Helen: Good for you.

Preeti: "Fine, you fired me, and I'm not going to argue with you, but whatever happened two months ago before I decided to move to San Francisco, hey, I really didn't do anything. I didn't steal from you, just so you know."

Helen: That's good. What did he say? Fuck that guy.

Preeti: Oh, she —

Helen: She. Fuck that woman.

Preeti: I don't think she really cared. She —

Greg: She was like, "What? Who? What? Why are you here? I thought you got your last pay stub."

"I’d never learned to cook because I have two older sisters. It was housework, and they were the first ones to rope in. I was like, ‘I’m going to fill the dishwasher and go play video games.’"

Preeti: I think she was an absentee owner and then came back on the scene like, "Whoa, my business is out of control." How much time can you spend, if you own a video store, in the video store, unless you're a film geek. At some point, you hire a bunch of teenagers for minimum wage and you don't go there all the time.

Helen: Yeah, I guess that's true.

Greg: Well, if it's any consolation, that video store probably doesn't exist anymore.

Preeti: You know, I think it might, but yeah, it's possible.

Greg: Did you ever try to make your own films? Did you go to film school?

Preeti: Yeah, I made one. I mean, I made a couple of silly movies, but I made one movie that's actually on Youtube.

Greg: Whoa.

Helen: Is this a known fact?

Preeti: I don't know. In what circles? It depends. Not in food circles, but in queer film circles, yes.

Helen: Yeah? What's the film?

Preeti: It's called Junk Box Warrior. It was only five minutes, but it played at all the film festivals, and it's still distributed by Frameline, which does the Lesbian Gay Film Festival in San Francisco.

Helen: That's so cool. And that's what bought you to San Francisco, right? Working for Frameline?

Preeti: Well, college. Ann and I met and fell in love in Ann Arbor, and we were like, "Let's move to San Francisco together!" Everyone assumed we would break up in three months —

Greg: Had you been to San Francisco before you —

Preeti: Yeah. She had gone growing up because she had an aunt who lived in the South Bay, and when we met — I think literally it was when I walked up to her in the club was like, "Hey," and said some cheesy line. I was like, "I'm going to San Francisco," because I had planned this trip with a couple of friends. And when I came back, I was like, "Oh my god, I'm in love, this is amazing."

Helen: With her or the city?

Preeti: Both.

Greg: At the same time.
★ ★ ★ ★ ★ ★ ★
What is being asked:
Print the part of the conversation above from "Greg: Well, if" up to and including "actually on Youtube.", word for word.
★ ★ ★ ★ ★ ★ ★
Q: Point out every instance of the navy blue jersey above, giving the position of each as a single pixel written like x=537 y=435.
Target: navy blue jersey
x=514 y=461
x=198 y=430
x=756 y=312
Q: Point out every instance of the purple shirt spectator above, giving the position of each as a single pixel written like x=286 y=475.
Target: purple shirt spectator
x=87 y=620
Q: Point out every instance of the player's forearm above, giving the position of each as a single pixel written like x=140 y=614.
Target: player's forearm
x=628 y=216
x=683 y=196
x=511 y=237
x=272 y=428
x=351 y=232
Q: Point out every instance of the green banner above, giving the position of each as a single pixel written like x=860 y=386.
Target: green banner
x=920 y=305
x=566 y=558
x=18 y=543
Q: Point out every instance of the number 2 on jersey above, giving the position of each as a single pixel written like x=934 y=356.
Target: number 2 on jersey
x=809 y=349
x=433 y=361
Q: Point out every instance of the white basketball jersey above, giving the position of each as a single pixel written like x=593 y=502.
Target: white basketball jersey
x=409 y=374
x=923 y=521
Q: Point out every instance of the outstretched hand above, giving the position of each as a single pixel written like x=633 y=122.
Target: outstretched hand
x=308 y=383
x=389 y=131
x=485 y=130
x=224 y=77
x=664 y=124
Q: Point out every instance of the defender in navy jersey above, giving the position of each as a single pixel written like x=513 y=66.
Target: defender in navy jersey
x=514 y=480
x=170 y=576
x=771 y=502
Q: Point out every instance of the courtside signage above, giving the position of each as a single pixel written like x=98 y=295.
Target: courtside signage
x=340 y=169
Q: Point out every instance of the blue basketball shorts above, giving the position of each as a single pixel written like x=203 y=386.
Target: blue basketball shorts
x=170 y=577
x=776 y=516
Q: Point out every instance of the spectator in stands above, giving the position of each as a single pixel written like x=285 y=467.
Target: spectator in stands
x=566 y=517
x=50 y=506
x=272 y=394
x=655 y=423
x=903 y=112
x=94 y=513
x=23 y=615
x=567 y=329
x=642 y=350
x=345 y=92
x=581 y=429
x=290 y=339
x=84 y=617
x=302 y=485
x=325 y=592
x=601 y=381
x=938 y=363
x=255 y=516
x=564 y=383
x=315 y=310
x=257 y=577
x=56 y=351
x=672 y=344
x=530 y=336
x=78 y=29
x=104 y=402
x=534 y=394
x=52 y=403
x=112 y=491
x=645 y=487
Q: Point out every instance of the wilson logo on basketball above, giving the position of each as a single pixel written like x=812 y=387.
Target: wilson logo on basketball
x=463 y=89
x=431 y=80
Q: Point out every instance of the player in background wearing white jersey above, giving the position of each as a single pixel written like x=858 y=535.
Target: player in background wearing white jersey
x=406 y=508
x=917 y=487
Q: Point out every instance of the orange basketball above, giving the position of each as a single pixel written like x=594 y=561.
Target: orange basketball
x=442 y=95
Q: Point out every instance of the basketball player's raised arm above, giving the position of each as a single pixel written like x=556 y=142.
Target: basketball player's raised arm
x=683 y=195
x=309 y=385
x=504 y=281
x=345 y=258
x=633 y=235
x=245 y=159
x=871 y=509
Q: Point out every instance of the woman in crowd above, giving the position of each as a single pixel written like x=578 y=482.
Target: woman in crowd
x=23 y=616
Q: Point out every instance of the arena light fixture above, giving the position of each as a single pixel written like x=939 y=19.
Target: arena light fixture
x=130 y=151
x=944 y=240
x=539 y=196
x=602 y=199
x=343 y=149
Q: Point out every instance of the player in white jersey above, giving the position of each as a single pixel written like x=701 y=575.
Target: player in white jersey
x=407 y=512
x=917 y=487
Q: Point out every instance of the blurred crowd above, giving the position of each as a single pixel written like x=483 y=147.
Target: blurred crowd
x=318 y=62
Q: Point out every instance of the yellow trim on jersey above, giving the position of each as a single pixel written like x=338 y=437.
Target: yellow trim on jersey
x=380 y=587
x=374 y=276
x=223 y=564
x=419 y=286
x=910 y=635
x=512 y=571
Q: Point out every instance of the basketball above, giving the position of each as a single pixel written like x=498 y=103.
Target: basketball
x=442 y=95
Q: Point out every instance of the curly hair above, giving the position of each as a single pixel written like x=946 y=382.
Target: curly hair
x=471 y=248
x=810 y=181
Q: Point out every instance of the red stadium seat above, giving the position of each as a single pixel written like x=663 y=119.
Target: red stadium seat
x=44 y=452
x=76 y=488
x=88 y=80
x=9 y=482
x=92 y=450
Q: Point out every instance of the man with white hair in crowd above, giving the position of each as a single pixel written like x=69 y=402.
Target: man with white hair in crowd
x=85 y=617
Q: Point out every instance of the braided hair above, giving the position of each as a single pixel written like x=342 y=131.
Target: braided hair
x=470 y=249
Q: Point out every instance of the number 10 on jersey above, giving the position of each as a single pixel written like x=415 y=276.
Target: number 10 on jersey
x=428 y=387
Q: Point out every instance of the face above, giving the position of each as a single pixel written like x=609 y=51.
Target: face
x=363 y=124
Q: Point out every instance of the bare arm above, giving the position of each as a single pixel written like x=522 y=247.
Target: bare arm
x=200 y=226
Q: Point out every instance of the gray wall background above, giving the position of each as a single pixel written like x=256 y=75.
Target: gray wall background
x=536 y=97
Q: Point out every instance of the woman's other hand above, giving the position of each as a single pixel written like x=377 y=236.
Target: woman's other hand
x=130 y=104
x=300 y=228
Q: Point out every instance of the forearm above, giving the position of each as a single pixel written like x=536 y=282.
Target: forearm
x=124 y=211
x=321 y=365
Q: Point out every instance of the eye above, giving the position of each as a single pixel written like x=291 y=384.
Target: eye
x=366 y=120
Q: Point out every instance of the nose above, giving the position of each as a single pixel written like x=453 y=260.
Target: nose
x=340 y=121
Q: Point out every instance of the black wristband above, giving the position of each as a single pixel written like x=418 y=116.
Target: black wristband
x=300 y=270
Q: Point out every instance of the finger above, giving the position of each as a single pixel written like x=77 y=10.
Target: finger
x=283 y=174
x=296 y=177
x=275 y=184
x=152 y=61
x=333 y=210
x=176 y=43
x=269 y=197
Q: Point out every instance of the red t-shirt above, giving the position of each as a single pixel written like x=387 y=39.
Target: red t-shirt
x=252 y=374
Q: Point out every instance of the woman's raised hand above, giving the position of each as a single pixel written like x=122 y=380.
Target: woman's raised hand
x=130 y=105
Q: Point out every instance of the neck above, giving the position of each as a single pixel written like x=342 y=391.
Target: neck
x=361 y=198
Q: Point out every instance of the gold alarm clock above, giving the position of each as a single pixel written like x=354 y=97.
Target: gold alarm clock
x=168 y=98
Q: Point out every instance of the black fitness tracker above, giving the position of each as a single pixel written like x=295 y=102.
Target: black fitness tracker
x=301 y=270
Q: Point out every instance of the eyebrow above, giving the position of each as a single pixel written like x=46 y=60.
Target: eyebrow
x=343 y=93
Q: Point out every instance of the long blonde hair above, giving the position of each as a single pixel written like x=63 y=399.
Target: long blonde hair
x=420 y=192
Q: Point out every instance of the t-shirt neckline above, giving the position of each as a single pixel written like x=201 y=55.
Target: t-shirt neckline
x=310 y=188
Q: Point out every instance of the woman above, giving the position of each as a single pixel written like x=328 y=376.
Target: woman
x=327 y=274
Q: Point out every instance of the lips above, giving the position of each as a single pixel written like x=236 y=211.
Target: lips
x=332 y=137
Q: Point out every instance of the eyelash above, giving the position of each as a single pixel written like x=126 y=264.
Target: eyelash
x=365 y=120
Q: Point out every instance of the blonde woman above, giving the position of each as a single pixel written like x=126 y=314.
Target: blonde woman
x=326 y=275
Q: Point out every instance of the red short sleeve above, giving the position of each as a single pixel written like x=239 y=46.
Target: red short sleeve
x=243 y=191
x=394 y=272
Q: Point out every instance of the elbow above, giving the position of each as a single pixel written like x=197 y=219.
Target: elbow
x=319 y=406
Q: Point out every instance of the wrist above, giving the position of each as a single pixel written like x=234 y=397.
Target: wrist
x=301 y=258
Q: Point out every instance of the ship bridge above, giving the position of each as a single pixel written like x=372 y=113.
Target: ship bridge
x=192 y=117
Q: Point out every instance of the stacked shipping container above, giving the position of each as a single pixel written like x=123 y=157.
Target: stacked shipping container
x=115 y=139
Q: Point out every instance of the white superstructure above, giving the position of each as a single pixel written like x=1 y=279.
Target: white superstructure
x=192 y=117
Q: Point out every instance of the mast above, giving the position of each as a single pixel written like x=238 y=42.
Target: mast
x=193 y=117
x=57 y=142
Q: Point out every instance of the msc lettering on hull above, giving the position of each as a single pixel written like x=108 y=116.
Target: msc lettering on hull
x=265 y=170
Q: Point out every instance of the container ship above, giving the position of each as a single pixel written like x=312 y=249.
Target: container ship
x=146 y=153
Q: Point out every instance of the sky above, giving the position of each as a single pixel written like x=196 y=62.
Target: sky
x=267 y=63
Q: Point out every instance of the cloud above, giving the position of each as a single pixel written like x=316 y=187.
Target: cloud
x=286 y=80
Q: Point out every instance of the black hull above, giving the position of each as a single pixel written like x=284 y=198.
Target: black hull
★ ★ ★ ★ ★ ★ ★
Response to this exercise:
Greg: Well, if it's any consolation, that video store probably doesn't exist anymore.

Preeti: You know, I think it might, but yeah, it's possible.

Greg: Did you ever try to make your own films? Did you go to film school?

Preeti: Yeah, I made one. I mean, I made a couple of silly movies, but I made one movie that's actually on Youtube.